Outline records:
┄┄┄┄┄┄

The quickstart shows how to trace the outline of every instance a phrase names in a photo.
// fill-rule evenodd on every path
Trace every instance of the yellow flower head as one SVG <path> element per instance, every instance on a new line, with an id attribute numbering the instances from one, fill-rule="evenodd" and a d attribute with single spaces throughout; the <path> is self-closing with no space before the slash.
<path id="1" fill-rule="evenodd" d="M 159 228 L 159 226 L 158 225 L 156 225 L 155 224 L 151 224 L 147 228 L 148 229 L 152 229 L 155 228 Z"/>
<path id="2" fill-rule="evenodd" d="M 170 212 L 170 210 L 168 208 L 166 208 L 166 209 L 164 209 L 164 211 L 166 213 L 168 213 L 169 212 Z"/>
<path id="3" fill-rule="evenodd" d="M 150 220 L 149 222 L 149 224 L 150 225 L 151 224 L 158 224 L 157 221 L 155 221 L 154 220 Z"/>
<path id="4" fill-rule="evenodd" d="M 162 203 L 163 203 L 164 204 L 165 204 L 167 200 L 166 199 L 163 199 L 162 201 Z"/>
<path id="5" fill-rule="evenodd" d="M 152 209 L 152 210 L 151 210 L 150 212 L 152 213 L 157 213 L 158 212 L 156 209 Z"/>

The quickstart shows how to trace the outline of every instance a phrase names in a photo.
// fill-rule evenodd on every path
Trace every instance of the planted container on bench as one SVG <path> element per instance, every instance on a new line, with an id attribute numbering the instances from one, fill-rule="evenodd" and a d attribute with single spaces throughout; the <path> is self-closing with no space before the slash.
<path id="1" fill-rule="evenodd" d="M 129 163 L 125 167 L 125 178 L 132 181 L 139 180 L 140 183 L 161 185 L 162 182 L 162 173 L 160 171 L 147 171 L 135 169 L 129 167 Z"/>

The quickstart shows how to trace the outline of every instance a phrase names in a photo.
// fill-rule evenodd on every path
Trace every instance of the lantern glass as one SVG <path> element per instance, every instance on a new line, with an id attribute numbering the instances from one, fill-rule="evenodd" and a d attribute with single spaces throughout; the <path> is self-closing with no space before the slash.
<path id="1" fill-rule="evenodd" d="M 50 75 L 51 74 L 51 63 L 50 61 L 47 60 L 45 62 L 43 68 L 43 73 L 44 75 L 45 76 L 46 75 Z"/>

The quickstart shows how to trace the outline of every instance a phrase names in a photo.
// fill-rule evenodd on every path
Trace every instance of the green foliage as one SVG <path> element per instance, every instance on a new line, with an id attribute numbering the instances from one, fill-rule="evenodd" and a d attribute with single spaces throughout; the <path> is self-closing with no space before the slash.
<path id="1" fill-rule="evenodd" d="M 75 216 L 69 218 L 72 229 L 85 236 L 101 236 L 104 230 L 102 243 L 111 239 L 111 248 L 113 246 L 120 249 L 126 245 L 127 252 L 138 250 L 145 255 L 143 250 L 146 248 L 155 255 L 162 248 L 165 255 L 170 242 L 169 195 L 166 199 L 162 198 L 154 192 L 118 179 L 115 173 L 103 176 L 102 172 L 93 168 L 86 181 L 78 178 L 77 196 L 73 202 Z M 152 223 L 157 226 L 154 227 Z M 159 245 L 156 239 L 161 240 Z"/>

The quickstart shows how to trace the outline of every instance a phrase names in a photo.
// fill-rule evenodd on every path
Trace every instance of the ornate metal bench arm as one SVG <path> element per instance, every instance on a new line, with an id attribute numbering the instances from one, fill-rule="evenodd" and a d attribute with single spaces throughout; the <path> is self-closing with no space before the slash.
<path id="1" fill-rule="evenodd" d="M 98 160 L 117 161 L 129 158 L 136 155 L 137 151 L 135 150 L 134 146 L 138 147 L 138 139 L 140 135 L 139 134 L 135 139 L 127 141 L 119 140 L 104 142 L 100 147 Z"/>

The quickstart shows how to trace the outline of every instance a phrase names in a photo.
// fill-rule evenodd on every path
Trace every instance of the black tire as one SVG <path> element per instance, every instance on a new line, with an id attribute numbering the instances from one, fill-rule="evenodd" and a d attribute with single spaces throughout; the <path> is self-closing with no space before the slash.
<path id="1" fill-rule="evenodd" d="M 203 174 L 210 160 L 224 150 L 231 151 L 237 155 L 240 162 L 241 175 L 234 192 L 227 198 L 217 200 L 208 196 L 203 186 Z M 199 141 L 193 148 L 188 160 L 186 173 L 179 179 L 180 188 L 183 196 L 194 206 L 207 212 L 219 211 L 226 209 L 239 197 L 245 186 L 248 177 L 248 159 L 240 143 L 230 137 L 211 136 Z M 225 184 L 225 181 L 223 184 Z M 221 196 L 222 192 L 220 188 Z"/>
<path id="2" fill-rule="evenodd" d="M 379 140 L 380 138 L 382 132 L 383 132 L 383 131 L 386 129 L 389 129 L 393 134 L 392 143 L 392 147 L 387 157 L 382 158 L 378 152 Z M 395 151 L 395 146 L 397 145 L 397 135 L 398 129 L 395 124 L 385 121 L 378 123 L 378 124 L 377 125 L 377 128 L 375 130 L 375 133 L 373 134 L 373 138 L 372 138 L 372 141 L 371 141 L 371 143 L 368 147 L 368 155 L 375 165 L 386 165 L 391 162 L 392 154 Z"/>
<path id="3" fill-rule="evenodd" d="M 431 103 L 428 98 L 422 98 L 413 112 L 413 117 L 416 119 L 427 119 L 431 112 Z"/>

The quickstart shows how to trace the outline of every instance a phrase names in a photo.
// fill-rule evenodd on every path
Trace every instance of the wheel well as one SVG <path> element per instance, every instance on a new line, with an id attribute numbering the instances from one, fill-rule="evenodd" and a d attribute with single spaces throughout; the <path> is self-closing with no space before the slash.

┄┄┄┄┄┄

> EXERCISE PROMPT
Go through the records above and retype each one exactly.

> RESULT OF THIS TASK
The quickstart shows how to trace the outline of every instance a phrase names in a photo.
// fill-rule evenodd on every path
Trace every instance of the yellow flower head as one SVG <path> element per instance, every instance on a new line, with an id attribute numbering the instances from one, fill-rule="evenodd" and a d attribute with single spaces throughout; the <path> is self-closing with no space before the slash.
<path id="1" fill-rule="evenodd" d="M 159 228 L 159 226 L 158 225 L 156 225 L 155 224 L 151 224 L 147 228 L 148 229 L 152 229 L 155 228 Z"/>
<path id="2" fill-rule="evenodd" d="M 170 212 L 170 210 L 168 208 L 166 208 L 166 209 L 164 209 L 164 211 L 166 213 L 168 213 L 169 212 Z"/>
<path id="3" fill-rule="evenodd" d="M 150 220 L 149 222 L 149 224 L 150 225 L 151 224 L 158 224 L 157 221 L 155 221 L 154 220 Z"/>
<path id="4" fill-rule="evenodd" d="M 162 203 L 163 203 L 164 204 L 165 204 L 167 200 L 166 199 L 163 199 L 162 201 Z"/>
<path id="5" fill-rule="evenodd" d="M 152 209 L 152 210 L 151 210 L 150 212 L 152 213 L 157 213 L 158 212 L 156 209 Z"/>

The quickstart shows how to trace the outline of every instance a phrase names in a photo.
// fill-rule evenodd on every path
Trace every instance of the planted container on bench as one SVG <path> element per instance, every instance on a new line, with an id attribute numbering the instances from one, fill-rule="evenodd" and a d attribute with single spaces throughout; the <path> is self-closing with no space before the slash.
<path id="1" fill-rule="evenodd" d="M 129 163 L 125 167 L 125 178 L 132 181 L 139 180 L 140 183 L 161 185 L 162 182 L 162 173 L 160 171 L 147 171 L 135 169 L 129 167 Z"/>

The quickstart shows how to trace the outline of every instance a phrase names in a photo.
// fill-rule evenodd on every path
Trace every instance of the lantern glass as one SVG <path> element per instance, every instance on a new line, with an id attribute numbering the instances from one, fill-rule="evenodd" and a d attribute with single spaces throughout; the <path> is self-closing with no space before the slash.
<path id="1" fill-rule="evenodd" d="M 50 75 L 51 74 L 51 63 L 50 61 L 47 60 L 45 62 L 43 68 L 43 73 L 44 75 L 45 76 L 46 75 Z"/>

The quickstart shows how to trace the outline of every instance a phrase names in a photo.
// fill-rule evenodd on every path
Trace every instance of the green foliage as one SVG <path> element per instance, every instance on a new line, with an id attribute numbering the instances from one, fill-rule="evenodd" and a d attribute with single spaces throughout; the <path> is self-closing with no space before the slash.
<path id="1" fill-rule="evenodd" d="M 75 216 L 69 218 L 72 229 L 85 236 L 101 236 L 104 230 L 102 243 L 111 239 L 111 248 L 113 246 L 120 249 L 126 245 L 127 252 L 138 250 L 145 255 L 143 250 L 146 248 L 155 255 L 162 248 L 165 255 L 170 242 L 169 195 L 166 199 L 162 198 L 154 192 L 118 179 L 115 173 L 103 176 L 102 172 L 93 168 L 86 181 L 78 178 L 77 196 L 73 202 Z M 152 223 L 157 226 L 154 227 Z M 159 245 L 156 239 L 161 240 Z"/>

The quickstart shows how to trace the outline of every instance a phrase names in a photo.
// fill-rule evenodd on every path
Trace every instance of the ornate metal bench arm as one SVG <path> element per instance, every instance on a new line, with an id attribute numbering the instances from one, fill-rule="evenodd" and a d attribute with single spaces throughout; the <path> is self-closing with no space before the slash.
<path id="1" fill-rule="evenodd" d="M 98 160 L 117 161 L 129 158 L 136 155 L 137 151 L 135 150 L 134 146 L 138 147 L 138 139 L 140 135 L 139 134 L 135 139 L 127 141 L 119 140 L 104 142 L 100 147 Z"/>

The quickstart shows how to trace the outline of every instance a phrase names in a photo.
// fill-rule evenodd on every path
Trace every instance of the black tire as one SVG <path> element per instance, every instance on a new line, with an id attribute numbering the instances from one, fill-rule="evenodd" and a d attribute with single spaces throughout; the <path> is self-closing with no space before the slash.
<path id="1" fill-rule="evenodd" d="M 203 174 L 210 160 L 224 150 L 231 151 L 237 155 L 240 162 L 241 175 L 234 192 L 227 198 L 217 200 L 208 196 L 203 186 Z M 199 141 L 193 148 L 188 160 L 186 173 L 179 179 L 180 188 L 183 196 L 194 206 L 207 212 L 219 211 L 226 209 L 239 197 L 245 186 L 248 177 L 248 159 L 240 143 L 230 137 L 211 136 Z M 225 184 L 225 181 L 223 184 Z M 221 196 L 222 192 L 220 188 Z"/>
<path id="2" fill-rule="evenodd" d="M 379 140 L 380 138 L 382 132 L 383 132 L 383 131 L 386 129 L 389 129 L 393 134 L 392 143 L 392 147 L 387 157 L 382 158 L 378 152 Z M 395 151 L 395 146 L 397 145 L 397 135 L 398 129 L 395 124 L 385 121 L 378 123 L 378 124 L 377 125 L 377 128 L 375 130 L 375 133 L 373 134 L 373 138 L 372 138 L 372 141 L 371 141 L 371 143 L 368 147 L 368 155 L 375 165 L 386 165 L 391 162 L 392 154 Z"/>
<path id="3" fill-rule="evenodd" d="M 431 103 L 428 98 L 422 98 L 413 112 L 413 117 L 416 119 L 427 119 L 431 112 Z"/>

The quickstart shows how to trace the outline of every instance a phrase names in a photo.
// fill-rule evenodd on every path
Trace every instance of the wheel well as one SVG <path> element per instance, every instance on a new line, with an id attribute numbering the instances from one, fill-rule="evenodd" and a d attribute with single spaces throughout; the <path> is self-closing with no space before the slash.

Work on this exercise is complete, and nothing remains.